** PASSAGE **
Some beef burgers sold in UK branches of Aldi, Lidl, Tesco and Iceland have been withdrawn from sale after food inspectors in Ireland found traces of horse DNA in them.

Food inspectors in Ireland have announced finding horse DNA in beef burgers sold in UK and Ireland branches of Tesco, Aldi, Lidl and Iceland.

Inspectors in Ireland found horse DNA in 10 of the 27 beef burger products they studied.The news was announced by the Food Standard Authority of Ireland (FSAI) after its inspectors examined 27 beef burger products and found that 10 of them tested positive for horse DNA. One sample from Tesco, meanwhile, was found to have 29% horse meat.

In addition, 85% of the 27 products also tested positive for pig DNA, as well as 21 of 31 studied beef meal products (cottage pie, beef curry pie, lasagne, etc). However, these meals were negative for horse DNA.

The beef burger products that tested positive have been identified as being produced by two processing plants in Ireland (Liffey Meats and Silvercrest Foods) and one plant (Dalepak Hambleton) in the UK. According to reports, the affected retailers have withdrawn all suspected products from their shelves.

According to Alan Reilly, chief executive of the FSAI, these findings pose no risk to public health. However, they do raise some concerns as to traceability of ingredients.

“The products we have identified as containing horse DNA and/or pig DNA do not pose any food safety risk and consumers should not be worried,” said Prof Reilly. “Consumers who have purchased any of the implicated products can return them to their retailer.

“While there is a plausible explanation for the presence of pig DNA in these products due to the fact that meat from different animals is processed in the same meat plants, there is no clear explanation at this time for the presence of horse DNA in products emanating from meat plants that do not use horse meat in their production process.

“We are working with the meat processing plants and [Ireland’s] Department of Agriculture, Fisheries and the Marine to find out how horse DNA could have found its way into these products.”

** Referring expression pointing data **
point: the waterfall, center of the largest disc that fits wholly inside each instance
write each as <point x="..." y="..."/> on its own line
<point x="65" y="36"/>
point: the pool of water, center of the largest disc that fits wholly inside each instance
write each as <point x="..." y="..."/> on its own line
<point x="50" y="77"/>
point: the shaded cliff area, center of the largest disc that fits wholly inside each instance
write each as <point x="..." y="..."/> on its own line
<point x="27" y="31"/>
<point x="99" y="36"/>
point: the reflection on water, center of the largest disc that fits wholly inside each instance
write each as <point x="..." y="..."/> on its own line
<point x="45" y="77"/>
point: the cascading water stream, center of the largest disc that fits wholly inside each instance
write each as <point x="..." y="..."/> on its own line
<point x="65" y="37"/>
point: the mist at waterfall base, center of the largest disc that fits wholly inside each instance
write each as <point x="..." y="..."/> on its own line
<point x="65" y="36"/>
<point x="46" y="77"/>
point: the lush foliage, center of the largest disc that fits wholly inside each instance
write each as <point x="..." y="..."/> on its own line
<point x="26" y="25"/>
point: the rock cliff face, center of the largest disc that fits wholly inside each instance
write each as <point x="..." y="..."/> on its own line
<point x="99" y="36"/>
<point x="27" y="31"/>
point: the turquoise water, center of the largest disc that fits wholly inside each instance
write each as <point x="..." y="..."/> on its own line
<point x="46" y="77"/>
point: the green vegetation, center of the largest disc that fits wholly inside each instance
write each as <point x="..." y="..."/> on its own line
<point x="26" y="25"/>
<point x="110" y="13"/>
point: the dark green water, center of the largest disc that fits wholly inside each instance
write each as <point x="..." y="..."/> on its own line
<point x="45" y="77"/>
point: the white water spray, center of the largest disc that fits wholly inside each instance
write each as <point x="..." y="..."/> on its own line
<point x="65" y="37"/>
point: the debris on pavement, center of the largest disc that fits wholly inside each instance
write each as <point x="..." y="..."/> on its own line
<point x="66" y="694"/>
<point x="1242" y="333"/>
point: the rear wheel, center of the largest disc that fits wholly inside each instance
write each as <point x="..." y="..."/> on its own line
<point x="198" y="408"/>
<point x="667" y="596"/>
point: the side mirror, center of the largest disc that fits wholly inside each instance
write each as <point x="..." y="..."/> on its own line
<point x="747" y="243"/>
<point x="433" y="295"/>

** TASK ITEM A **
Answer these questions using the burger article:
(i) How many of the 27 beef burger products examined tested positive for horse DNA?
(ii) Which processing plant in the UK was identified as producing burgers that tested positive?
(iii) Who is chief executive of the FSAI?
** TASK ITEM B **
Please list every retailer that the burger article names as selling the affected beef burgers.
** TASK ITEM C **
Reproduce everything in the burger article from "The beef burger" down to "from their shelves.".

** FINAL ANSWER A **
(i) 10
(ii) Dalepak Hambleton
(iii) Alan Reilly

** FINAL ANSWER B **
Aldi, Lidl, Tesco, Iceland

** FINAL ANSWER C **
The beef burger products that tested positive have been identified as being produced by two processing plants in Ireland (Liffey Meats and Silvercrest Foods) and one plant (Dalepak Hambleton) in the UK. According to reports, the affected retailers have withdrawn all suspected products from their shelves.